(HOW TO COMPLETE THIS TASK) Each entry must be given again exactly as it appears, with images excluded.

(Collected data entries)
· · · · · · ·

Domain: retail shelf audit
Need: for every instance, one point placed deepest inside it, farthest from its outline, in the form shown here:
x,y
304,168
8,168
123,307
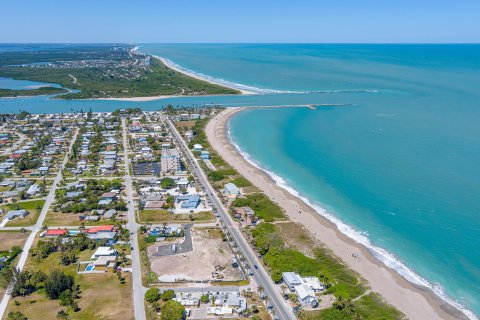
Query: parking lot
x,y
147,168
184,247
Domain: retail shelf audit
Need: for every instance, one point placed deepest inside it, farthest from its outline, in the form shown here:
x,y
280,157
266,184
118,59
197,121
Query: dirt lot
x,y
208,251
9,239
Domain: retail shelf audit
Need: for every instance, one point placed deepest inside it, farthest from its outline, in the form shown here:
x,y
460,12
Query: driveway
x,y
184,247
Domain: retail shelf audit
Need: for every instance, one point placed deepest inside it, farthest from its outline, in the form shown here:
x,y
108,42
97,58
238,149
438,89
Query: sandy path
x,y
415,302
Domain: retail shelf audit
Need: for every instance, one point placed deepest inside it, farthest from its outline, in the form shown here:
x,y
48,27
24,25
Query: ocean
x,y
391,154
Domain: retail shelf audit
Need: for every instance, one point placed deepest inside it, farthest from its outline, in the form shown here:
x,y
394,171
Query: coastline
x,y
415,301
174,67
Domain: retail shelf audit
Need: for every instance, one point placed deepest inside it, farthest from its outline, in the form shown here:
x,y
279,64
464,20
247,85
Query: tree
x,y
167,183
168,295
66,298
68,257
62,315
172,310
38,277
152,295
57,283
16,315
283,287
17,281
204,298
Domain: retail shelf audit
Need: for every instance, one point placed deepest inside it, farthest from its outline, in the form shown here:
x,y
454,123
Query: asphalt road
x,y
132,226
36,228
185,246
280,307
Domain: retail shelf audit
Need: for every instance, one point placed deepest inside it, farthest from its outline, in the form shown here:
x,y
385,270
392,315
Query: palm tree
x,y
283,287
260,289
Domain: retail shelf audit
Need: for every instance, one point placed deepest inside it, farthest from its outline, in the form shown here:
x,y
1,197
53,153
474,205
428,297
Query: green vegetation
x,y
368,307
241,182
160,216
152,295
92,194
102,296
121,77
167,183
71,53
263,207
32,92
342,282
172,310
168,295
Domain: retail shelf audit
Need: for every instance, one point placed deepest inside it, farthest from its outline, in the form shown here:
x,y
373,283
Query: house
x,y
98,212
187,299
170,160
33,190
231,300
104,252
231,191
99,229
105,263
12,214
91,218
306,296
73,194
110,196
304,287
154,205
291,280
109,236
188,201
56,233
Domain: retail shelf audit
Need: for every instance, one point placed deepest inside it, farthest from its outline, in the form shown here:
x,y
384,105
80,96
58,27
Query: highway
x,y
36,228
132,226
262,278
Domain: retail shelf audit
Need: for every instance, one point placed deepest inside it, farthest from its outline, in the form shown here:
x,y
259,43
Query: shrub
x,y
168,295
58,282
152,295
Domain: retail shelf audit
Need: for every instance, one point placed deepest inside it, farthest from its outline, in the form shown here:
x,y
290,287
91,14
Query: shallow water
x,y
397,162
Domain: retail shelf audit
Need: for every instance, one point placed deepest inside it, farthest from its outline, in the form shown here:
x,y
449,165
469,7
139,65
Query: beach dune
x,y
414,301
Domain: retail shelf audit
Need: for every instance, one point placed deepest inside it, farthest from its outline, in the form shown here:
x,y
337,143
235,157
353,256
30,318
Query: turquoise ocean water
x,y
394,160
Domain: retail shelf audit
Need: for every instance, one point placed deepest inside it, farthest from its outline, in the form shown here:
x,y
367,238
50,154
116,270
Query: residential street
x,y
36,228
280,307
132,226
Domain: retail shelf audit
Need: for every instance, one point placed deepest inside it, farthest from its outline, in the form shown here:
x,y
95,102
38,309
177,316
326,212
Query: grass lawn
x,y
264,208
33,206
70,219
185,124
102,295
160,216
144,262
8,239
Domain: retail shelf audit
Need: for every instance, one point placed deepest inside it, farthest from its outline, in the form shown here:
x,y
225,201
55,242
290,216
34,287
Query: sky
x,y
247,21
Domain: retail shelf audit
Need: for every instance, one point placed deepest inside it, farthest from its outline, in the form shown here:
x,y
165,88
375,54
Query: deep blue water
x,y
399,162
401,165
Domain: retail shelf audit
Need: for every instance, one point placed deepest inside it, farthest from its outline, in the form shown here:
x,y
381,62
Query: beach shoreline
x,y
415,301
172,66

· · · · · · ·

(ANSWER AREA)
Domain: retail shelf audit
Need: for every instance, one point placed deepest inside it, farthest from its outline, in the form shown here:
x,y
304,168
8,168
123,307
Query: parking lot
x,y
147,168
184,247
Domain: retail shelf audit
Need: for every instance, one point placed deepest inside it, farthest from its outline, in the form shown here:
x,y
280,157
266,184
118,59
197,121
Query: dirt lot
x,y
208,251
9,239
Domain: retail shelf audit
Need: for every instance, one point placed deepest inside it, farthest from its outline, in the form shown here:
x,y
460,12
Query: driveway
x,y
184,247
Domain: retail shelf audit
Need: for every instance, one point placed deepest inside it, farthest from its outline, in the form shown here:
x,y
108,42
97,58
238,149
438,89
Query: sandy path
x,y
415,302
Domain: retail shelf audit
Need: for every instance, one point placed deepest inside it, farthest from its outline, in the form shown here:
x,y
48,27
24,25
Query: ocean
x,y
391,154
Domain: retail shelf audit
Need: for every instance, one point placed deepest inside it, farthest from its outline, in the form shown here:
x,y
394,171
Query: coastline
x,y
415,301
174,67
Domain: retail shelf audit
Need: for every instance, one point placed deepest inside it, farthest from its outline, in the form shown here:
x,y
279,64
464,20
247,85
Query: tree
x,y
167,183
168,295
66,298
68,257
62,315
172,310
38,277
152,295
57,283
16,315
283,287
17,281
204,298
Domain: retail shelf audit
Need: for every instance, one point placed deepest inside it, farthest from its outline, in the form shown here:
x,y
454,123
Query: asphalt road
x,y
132,226
36,228
185,246
280,307
Domain: retail shelf audit
Need: for every instance, one point placed deepest inside it, farthest from its outline, in the form shown here:
x,y
385,270
392,315
Query: palm tree
x,y
283,287
260,289
Domain: retail shelf audit
Need: for every instance, one point placed deepest inside it, farthest from its outline, in the form shown here:
x,y
1,197
53,153
474,205
428,297
Query: green vegetation
x,y
368,307
241,182
160,216
152,295
92,194
102,296
121,77
167,183
71,53
263,207
32,92
342,282
172,310
168,295
Domain: retail shelf audit
Need: for every instance, one point placed deepest inside it, farthest from its outline, in the form shown here:
x,y
373,283
Query: house
x,y
98,212
187,299
170,160
33,190
231,300
104,252
231,191
99,229
105,263
12,214
91,218
306,296
73,194
110,196
304,287
154,205
291,280
109,236
188,201
56,233
Domain: retail shelf audit
Need: for every instance, one point placed deepest inside it, farthest from its outline, in the form shown here:
x,y
384,105
80,96
58,27
Query: highway
x,y
36,228
132,226
262,278
Domain: retail shelf audit
Need: for every instance, one point placed deepest inside it, farthest from its outline, in the form shown here:
x,y
259,43
Query: shrub
x,y
168,295
58,282
152,295
Domain: retail shelf audit
Need: for every instance, one point placed deepest inside it, farthest from its outline, in the form shown here:
x,y
290,287
91,14
Query: shallow water
x,y
397,162
Domain: retail shelf audit
Need: for every instance, one point placed deepest inside it, farthest from its outline, in the form shown here:
x,y
449,165
469,7
139,65
Query: beach dune
x,y
414,301
Domain: retail shelf audit
Need: for every instance, one point placed deepest inside it, farthest from its outline, in the form shown here:
x,y
337,143
235,157
353,256
30,318
Query: turquoise ocean water
x,y
394,160
Domain: retail shelf audit
Need: for every instance, one point placed deepest inside it, farthest from its outline, in the form shown here:
x,y
367,238
50,154
116,270
Query: residential street
x,y
36,228
280,307
132,226
Domain: retail shelf audit
Need: for every instance, one point placed deepest inside it, farthest from its outline, in the form shown here:
x,y
95,102
38,309
177,316
326,212
Query: grass lawn
x,y
264,208
33,206
70,219
185,124
102,295
160,216
144,262
8,239
Domain: retail shelf audit
Need: for every instance, one point placed deepest inside it, farthest from its outline, in the form shown here:
x,y
225,201
55,242
290,216
34,287
Query: sky
x,y
247,21
Domain: retail shelf audit
Need: for every instance, one point placed deepest inside it, farthest from its outline, in the form shown here:
x,y
165,88
375,54
Query: deep blue water
x,y
399,162
401,165
Domain: retail shelf audit
Need: for every instance, one point placed deepest inside it, farthest from its outline, in the form shown here:
x,y
381,62
Query: beach shoreline
x,y
415,301
172,66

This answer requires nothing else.